■ GIVEN PASSAGE
— Begin —
Returns the pressure ratio p2/p1 across an oblique shock.

Parameters:

  • M1 (float) – The pre-shock Mach number.

  • beta (float) – The shock angle specified in radians.

  • gamma (float)

Returns:

p2/p1 – The pressure ratio across the shock.

Return type:

float

References

Peter Jacobs

static oblique_rho2_rho1(M1, beta, gamma=1.4)[source]

Returns the density ratio rho2/rho1 across an oblique shock.

Parameters:

  • M1 (float) – The pre-shock Mach number.

  • beta (float) – The shock angle specified in radians.

  • gamma (float, optional) – The ratio of specific heats. The default is 1.4.

Returns:

T2/T1 – The temperature ratio across the shock.

Return type:

float

References

Peter Jacobs

static pm(M, gamma=1.4)[source]

Solves the Prandtl-Meyer function and returns the Prandtl-Meyer angle in radians.

Parameters:

  • M (float)

  • gamma (float)

save(name)[source]

Save the solution to VTK file format. Note that the geometry mesh must have been loaded from a parser which includes connectivity information (eg. PyMesh or TRI).

Parameters:

  • name (str) – The filename prefix of the desired output file.
— End —
■ GIVEN REQUEST 1
Answer these questions from the documentation excerpt above:
(a) In what unit is the shock angle beta specified?
(b) What is the default ratio of specific heats for oblique_rho2_rho1?
(c) To what file format does save write the solution?

■ MATERIAL PROVIDED
— Begin —
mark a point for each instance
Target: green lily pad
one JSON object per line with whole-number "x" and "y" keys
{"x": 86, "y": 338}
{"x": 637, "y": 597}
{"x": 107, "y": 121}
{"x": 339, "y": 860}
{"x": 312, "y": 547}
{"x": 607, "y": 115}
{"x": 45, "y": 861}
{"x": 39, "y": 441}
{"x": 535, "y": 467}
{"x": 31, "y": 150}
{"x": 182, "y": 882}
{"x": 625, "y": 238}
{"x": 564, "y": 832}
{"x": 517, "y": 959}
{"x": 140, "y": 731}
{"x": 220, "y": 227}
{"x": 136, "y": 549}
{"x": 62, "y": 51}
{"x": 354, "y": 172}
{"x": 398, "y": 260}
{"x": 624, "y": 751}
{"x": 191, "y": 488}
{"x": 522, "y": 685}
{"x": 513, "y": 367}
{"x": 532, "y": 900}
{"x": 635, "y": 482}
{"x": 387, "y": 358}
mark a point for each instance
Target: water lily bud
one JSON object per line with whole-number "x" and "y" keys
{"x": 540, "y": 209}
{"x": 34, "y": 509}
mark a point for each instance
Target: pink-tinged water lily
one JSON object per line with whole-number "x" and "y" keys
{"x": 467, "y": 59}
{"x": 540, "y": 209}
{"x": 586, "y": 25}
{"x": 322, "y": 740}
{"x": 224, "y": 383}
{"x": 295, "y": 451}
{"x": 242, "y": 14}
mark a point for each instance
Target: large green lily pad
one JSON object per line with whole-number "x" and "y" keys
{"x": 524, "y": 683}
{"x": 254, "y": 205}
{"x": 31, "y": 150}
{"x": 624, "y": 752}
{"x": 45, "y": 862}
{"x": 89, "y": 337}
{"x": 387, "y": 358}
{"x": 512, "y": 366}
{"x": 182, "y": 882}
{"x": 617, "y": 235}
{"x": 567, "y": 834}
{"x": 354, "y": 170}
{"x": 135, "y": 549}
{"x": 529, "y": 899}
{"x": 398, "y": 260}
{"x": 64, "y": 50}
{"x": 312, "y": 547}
— End —
■ GIVEN REQUEST 2
Find every line of the listing that contains the string "Target", and copy each of those lines.

■ WORKED ANSWER 1
(a) Radians.
(b) 1.4.
(c) VTK.

■ WORKED ANSWER 2
Target: green lily pad
Target: water lily bud
Target: pink-tinged water lily
Target: large green lily pad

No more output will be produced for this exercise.